All of the data is to be printed exactly, though the images must be left off.
━━ RECORDS SHOWN ━━
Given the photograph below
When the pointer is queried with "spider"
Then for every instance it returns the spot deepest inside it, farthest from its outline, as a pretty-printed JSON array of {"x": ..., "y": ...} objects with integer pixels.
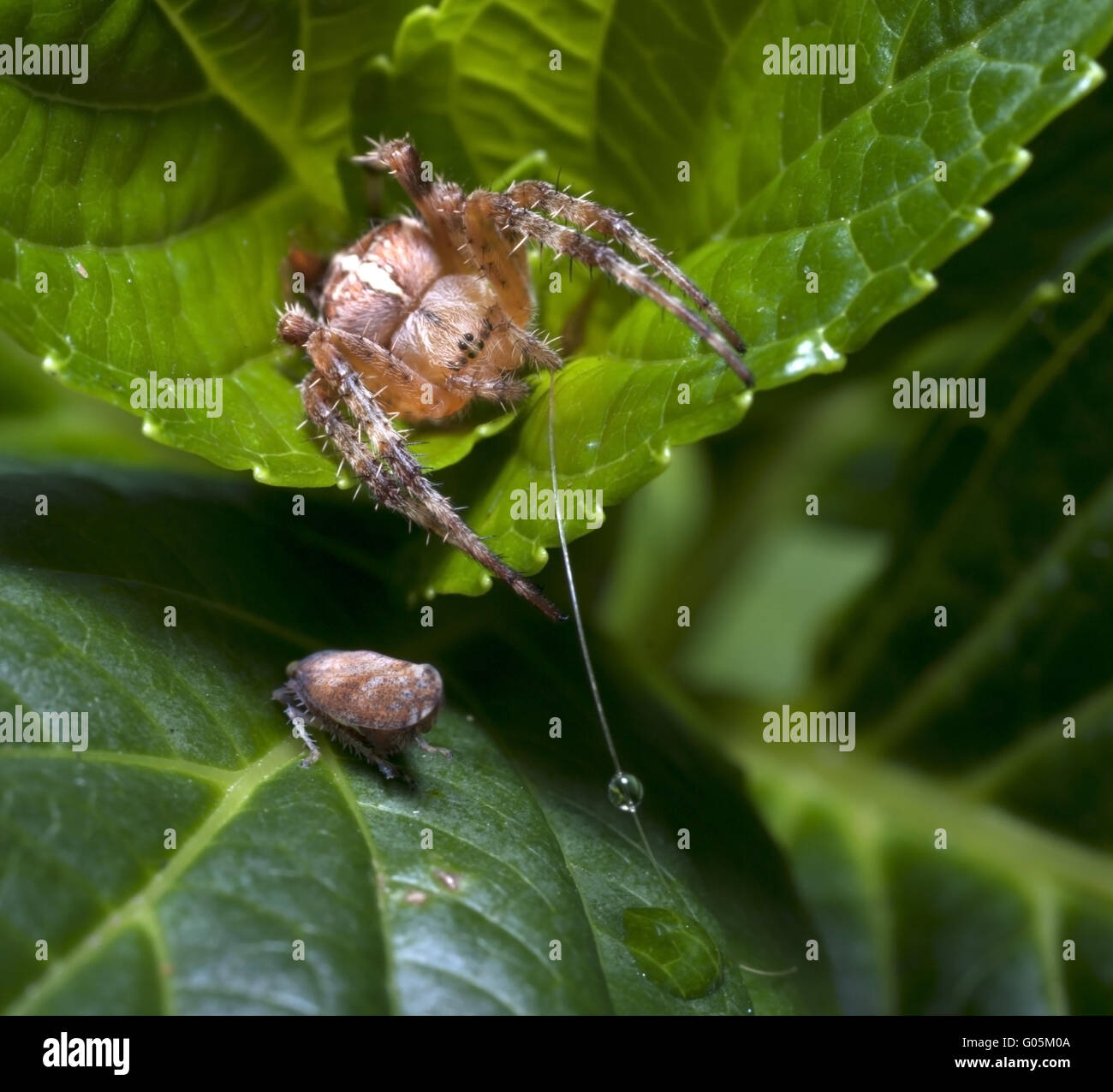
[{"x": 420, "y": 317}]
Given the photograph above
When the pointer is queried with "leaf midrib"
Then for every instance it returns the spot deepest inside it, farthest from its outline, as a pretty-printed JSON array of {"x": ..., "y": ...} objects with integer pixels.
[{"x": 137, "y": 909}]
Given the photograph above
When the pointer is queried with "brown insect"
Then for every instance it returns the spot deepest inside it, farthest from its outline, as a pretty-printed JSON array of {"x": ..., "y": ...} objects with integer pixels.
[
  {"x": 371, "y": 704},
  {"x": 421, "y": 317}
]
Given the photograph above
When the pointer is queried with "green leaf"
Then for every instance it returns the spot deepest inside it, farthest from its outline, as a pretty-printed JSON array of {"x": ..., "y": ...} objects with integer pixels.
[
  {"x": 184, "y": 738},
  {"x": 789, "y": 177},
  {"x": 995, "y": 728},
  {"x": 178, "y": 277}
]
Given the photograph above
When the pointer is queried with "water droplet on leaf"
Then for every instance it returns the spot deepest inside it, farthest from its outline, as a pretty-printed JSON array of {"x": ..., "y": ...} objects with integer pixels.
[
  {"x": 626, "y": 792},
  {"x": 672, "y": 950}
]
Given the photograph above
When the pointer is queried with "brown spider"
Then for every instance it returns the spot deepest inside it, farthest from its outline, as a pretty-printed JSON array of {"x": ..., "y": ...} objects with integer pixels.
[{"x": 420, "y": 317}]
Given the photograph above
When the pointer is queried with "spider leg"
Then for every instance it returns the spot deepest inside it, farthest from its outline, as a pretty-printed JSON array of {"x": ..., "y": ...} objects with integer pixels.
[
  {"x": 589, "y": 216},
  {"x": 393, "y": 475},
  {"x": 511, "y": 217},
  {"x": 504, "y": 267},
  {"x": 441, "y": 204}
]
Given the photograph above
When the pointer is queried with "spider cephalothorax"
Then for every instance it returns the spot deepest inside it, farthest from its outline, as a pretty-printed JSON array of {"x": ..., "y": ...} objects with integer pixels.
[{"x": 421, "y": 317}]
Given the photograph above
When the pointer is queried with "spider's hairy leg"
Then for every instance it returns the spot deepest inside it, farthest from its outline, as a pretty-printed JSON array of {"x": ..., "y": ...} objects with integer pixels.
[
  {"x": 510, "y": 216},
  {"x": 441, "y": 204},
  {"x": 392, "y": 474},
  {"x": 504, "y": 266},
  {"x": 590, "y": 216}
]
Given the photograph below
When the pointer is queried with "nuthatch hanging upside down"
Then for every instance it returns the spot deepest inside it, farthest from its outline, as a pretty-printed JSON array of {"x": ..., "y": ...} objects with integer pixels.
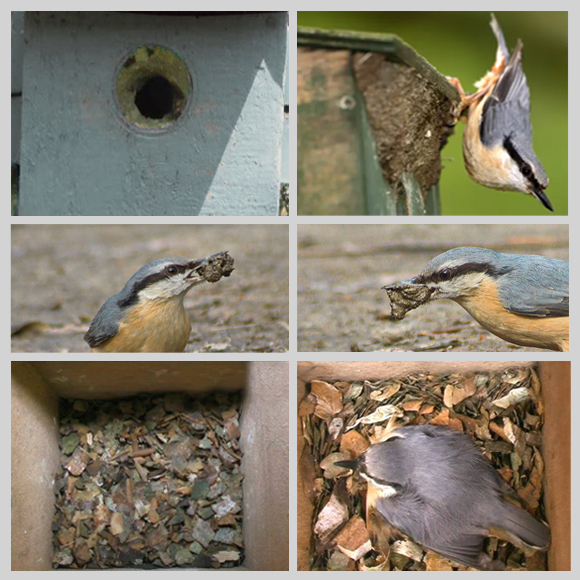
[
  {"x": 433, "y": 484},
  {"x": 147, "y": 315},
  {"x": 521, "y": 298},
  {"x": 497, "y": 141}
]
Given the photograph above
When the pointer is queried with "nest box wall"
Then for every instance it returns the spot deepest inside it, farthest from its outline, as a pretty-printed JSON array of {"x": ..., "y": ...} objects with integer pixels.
━━━
▶ TASK OUTPUT:
Given the photograph below
When the pointer is queried with "spider"
Then for every instance it returns the spot deepest inside it, farthest from its outline, as a pretty-printed JSON array of {"x": ..., "y": ...} objects with integer pixels.
[{"x": 420, "y": 317}]
Given the photograph above
When the pointer is queried with "leaf midrib"
Then for every instance it returns the spot deepest inside it, farthest from its outline, as a pretty-printed JSON array of {"x": ..., "y": ...} objects with integer pixels.
[{"x": 137, "y": 909}]
Given the photograph above
When the pointer is queried with "brown insect"
Then for every instance it returns the spot deepest inside it, farthest from its outline, as a pretty-printed JSON array of {"x": ..., "y": ...} objects with integer pixels.
[
  {"x": 371, "y": 704},
  {"x": 421, "y": 317}
]
Given the photograph above
When the pointer is queried with "green leaf"
Then for every instance it returns the spot deepest inside it, farthest from its outline, as a pretty-printed JSON array of {"x": ..., "y": ...} objects with integer pixels.
[
  {"x": 184, "y": 738},
  {"x": 789, "y": 177},
  {"x": 995, "y": 728},
  {"x": 178, "y": 277}
]
Given the photograph above
When the pointer is queried with "water droplet on leaf"
Then for every instance it returns the spot deepest inside it, farthest from its outline, as a pretty-printed JSON array of {"x": ..., "y": ...} objects with integer pixels.
[
  {"x": 626, "y": 792},
  {"x": 672, "y": 950}
]
Given the photograph above
When the pointer is queried with "brown spider"
Then for every instance it returns the spot deepest inside it, farthest from its outline, as a pretty-printed JSON array of {"x": ..., "y": ...} objects with integer pixels.
[{"x": 420, "y": 317}]
Given the photograph above
When the pointer is queried with "spider leg"
Then for every instance it returns the spot deepest inside it, farthest from its outline, as a pretty-printed JSON array of {"x": ..., "y": ...} objects with integer pixels.
[
  {"x": 589, "y": 216},
  {"x": 393, "y": 475},
  {"x": 511, "y": 217},
  {"x": 504, "y": 267},
  {"x": 441, "y": 204}
]
Given the photograph above
When the pointer is queried with "spider cephalothorax"
Then for every instance it returns the spot deepest inside it, farthest from its outline, as a pretty-printed JSON array of {"x": ..., "y": ...} objects with integer pixels.
[{"x": 421, "y": 317}]
Given the photograph above
When the pointer is queried with "spider's hairy leg"
Then for every instance it returns the spot deepest inside it, farthest from its outline, as a pretty-printed JSON array of {"x": ..., "y": ...} objects with integer pixels.
[
  {"x": 510, "y": 216},
  {"x": 441, "y": 204},
  {"x": 392, "y": 474},
  {"x": 504, "y": 266},
  {"x": 590, "y": 216}
]
Given the photograph below
When the pointer is queried with "nuthatch hanging upside down"
Then for every instance it returns the spot deepest inside it, farthest from its outline, as a pretty-printed JSON array of {"x": ..., "y": ...} objects with integer pixels.
[
  {"x": 433, "y": 484},
  {"x": 147, "y": 315},
  {"x": 521, "y": 298},
  {"x": 497, "y": 141}
]
Given the photograph above
When the pointer is queried with "nest box wall"
Then for every instance it returns the spot deepest inside it, farthest from its outline, as a pretty-printed JSON array of {"x": ..., "y": ...} objects with integer pixels.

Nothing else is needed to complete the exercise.